* Begin Page *

Women Gathering

in small groups, talking …

Redefining ‘more’

I am redefining how I hold the notion of ‘more’.  

There was a time when ‘more’ meant two cars instead of one; or one car but ‘higher end’ than this one.  It also meant a 5000 square foot house instead of 2500 square feet; or two trips to Hawaii in the same year.  I don’t even  know how to think in those terms anymore. 

The ‘more’ that I now think of is so much more difficult to describe or explain.  It is the ‘more’ that profoundly changes me and leaves me without words as the pointers to help you see.  I have no idea how or why, I just know that I am different. 

The ‘more’ that now shapes my life is intangible… like smoke or mist rather than concrete or brick.  The only thing permanent about it is its incessant capacity to morph into something else.  I can’t always see it or touch it – I need to just trust that it’s there. 

Part of the ‘more’ of my life is found in the recent explosion of powerful conversations with amazing women!  On Friday, I spent two hours (that felt like 20 minutes) in conversation with Lisa and came away from that time together profoundly aware of having, yet again, become ‘more.  There was no plan for that – just the willingness to be there, fully, in body, mind and spirit. 

In that time together, the mist cleared and I could see.  I saw co-creation as the ‘more’ that I am now stepping into; and I saw very clearly what/how that co-creation holds meaning in my life.  

I have often said that, in my world, I cannot co-create if I can not create.  If I am not able to bring the full measure of my presence into a Manifestation Spiral and bring into existence that which profoundly enlivens me, how can I hold myself as co-creator with another who can?  Without this capacity to, first, create my world, I become support for – an assistant or helper – in another’s creation.  There is nothing wrong with or bad about this – it is simply that I eventually become disenchanted and resentful.  ’Creation’ requires focus and mindful intent, fueled by the desire to ‘manifest’ rather than work at.  It also requires that we be totally, completely and fiercely unwilling to let go of what is meaningful to us!

* End Page *

_Written task A_
Recast the records from the line containing "the stone facade." up to and including the line containing "column 172, row 60" as a JSON list of strings, one string per line, with blank lines omitted.
The reflection on redefining "more" has no connection to the records.

* Begin Material shown *

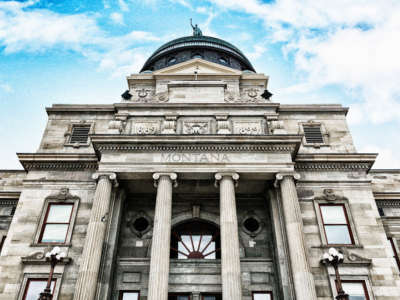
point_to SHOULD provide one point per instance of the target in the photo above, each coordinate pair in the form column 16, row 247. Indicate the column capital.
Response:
column 218, row 176
column 111, row 176
column 172, row 176
column 279, row 177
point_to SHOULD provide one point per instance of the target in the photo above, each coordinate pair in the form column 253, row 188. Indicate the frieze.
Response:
column 195, row 148
column 200, row 127
column 332, row 166
column 247, row 127
column 73, row 166
column 146, row 127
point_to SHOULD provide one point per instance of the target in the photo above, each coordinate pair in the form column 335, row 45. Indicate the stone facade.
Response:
column 196, row 141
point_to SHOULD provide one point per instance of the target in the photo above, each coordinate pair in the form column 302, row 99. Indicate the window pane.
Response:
column 355, row 290
column 262, row 296
column 35, row 287
column 337, row 234
column 59, row 213
column 333, row 214
column 130, row 296
column 54, row 233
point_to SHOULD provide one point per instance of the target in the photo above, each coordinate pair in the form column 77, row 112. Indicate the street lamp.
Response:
column 334, row 258
column 54, row 256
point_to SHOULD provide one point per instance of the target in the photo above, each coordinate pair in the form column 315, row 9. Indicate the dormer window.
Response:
column 197, row 55
column 172, row 60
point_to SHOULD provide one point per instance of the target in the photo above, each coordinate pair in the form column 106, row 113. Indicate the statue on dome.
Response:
column 196, row 29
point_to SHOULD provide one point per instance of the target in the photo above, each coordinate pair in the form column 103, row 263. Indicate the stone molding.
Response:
column 195, row 148
column 109, row 175
column 172, row 176
column 218, row 177
column 335, row 161
column 58, row 161
column 279, row 177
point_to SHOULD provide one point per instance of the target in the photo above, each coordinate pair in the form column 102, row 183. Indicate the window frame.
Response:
column 181, row 294
column 39, row 277
column 210, row 294
column 121, row 293
column 324, row 134
column 262, row 292
column 350, row 220
column 393, row 243
column 45, row 223
column 69, row 199
column 68, row 134
column 2, row 241
column 341, row 224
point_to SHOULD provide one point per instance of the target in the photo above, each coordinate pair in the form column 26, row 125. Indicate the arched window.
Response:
column 195, row 239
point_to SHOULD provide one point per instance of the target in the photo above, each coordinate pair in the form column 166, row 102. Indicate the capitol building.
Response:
column 197, row 184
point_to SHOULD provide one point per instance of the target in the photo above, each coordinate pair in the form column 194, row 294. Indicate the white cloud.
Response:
column 117, row 18
column 23, row 28
column 6, row 87
column 353, row 44
column 123, row 6
column 386, row 159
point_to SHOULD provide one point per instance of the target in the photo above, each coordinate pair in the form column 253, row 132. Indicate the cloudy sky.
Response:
column 79, row 51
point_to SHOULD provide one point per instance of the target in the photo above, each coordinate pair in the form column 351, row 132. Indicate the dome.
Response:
column 197, row 46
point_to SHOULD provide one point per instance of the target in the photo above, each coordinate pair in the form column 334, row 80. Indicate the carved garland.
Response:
column 332, row 166
column 158, row 148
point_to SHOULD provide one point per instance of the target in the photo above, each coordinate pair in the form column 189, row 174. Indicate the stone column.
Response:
column 230, row 258
column 86, row 285
column 302, row 276
column 160, row 245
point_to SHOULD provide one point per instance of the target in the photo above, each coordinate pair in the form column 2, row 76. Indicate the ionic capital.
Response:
column 279, row 177
column 234, row 176
column 108, row 175
column 172, row 177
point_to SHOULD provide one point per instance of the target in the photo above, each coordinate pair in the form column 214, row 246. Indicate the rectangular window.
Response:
column 56, row 223
column 394, row 251
column 79, row 134
column 211, row 297
column 179, row 297
column 313, row 134
column 262, row 296
column 128, row 295
column 336, row 224
column 34, row 287
column 357, row 290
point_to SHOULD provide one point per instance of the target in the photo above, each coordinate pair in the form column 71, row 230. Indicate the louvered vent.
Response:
column 80, row 134
column 313, row 134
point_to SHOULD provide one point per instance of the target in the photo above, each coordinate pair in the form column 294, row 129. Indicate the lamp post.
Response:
column 335, row 258
column 54, row 256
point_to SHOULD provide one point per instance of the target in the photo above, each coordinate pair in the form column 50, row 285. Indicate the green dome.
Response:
column 188, row 47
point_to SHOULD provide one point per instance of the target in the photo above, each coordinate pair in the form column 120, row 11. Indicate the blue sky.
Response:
column 75, row 51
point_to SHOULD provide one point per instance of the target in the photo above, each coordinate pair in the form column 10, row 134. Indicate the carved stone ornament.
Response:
column 329, row 195
column 353, row 258
column 247, row 128
column 139, row 223
column 146, row 128
column 39, row 258
column 196, row 128
column 63, row 194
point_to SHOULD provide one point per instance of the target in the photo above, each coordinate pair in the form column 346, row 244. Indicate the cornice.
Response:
column 196, row 143
column 58, row 161
column 335, row 162
column 310, row 108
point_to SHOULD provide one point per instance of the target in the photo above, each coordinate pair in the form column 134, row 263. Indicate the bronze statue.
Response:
column 196, row 29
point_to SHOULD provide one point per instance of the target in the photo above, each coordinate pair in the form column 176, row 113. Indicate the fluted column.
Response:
column 230, row 258
column 160, row 246
column 302, row 276
column 86, row 285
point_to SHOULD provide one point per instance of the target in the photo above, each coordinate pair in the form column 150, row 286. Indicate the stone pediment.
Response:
column 201, row 66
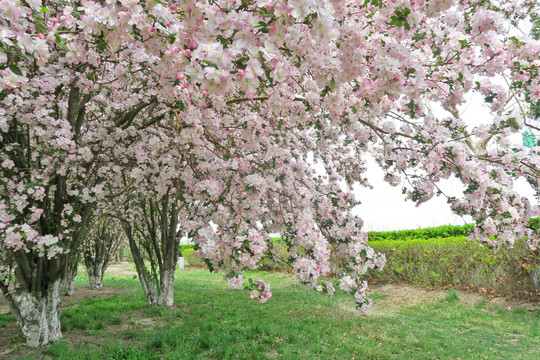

* End Material shown *

_Written task B_
In the reflection on redefining "more," why does the writer hold that she cannot co-create if she cannot create?

_Expected output A_
[
  "point_to SHOULD provide one point per instance of the target in the photo above, each coordinate pair in the form column 335, row 45. Indicate the stone facade.",
  "Response:",
  "column 196, row 141",
  "point_to SHOULD provide one point per instance of the target in the photo above, each coordinate pair in the form column 302, row 99. Indicate the window pane.",
  "Response:",
  "column 355, row 290",
  "column 262, row 296",
  "column 35, row 287",
  "column 337, row 234",
  "column 59, row 213",
  "column 333, row 214",
  "column 130, row 296",
  "column 54, row 233",
  "point_to SHOULD provide one point per instance of the target in the photo above, each coordinate pair in the form column 77, row 112. Indicate the street lamp.",
  "Response:",
  "column 334, row 258",
  "column 54, row 256",
  "point_to SHOULD provide one point per instance of the target in the photo above, each coordinate pair in the form column 315, row 9. Indicate the dormer window.",
  "Response:",
  "column 197, row 55",
  "column 172, row 60"
]

_Expected output B_
Without the capacity to first create her own world, she becomes only support in another's creation, an assistant or helper. Although there is nothing wrong with that role, she eventually becomes disenchanted and resentful in it.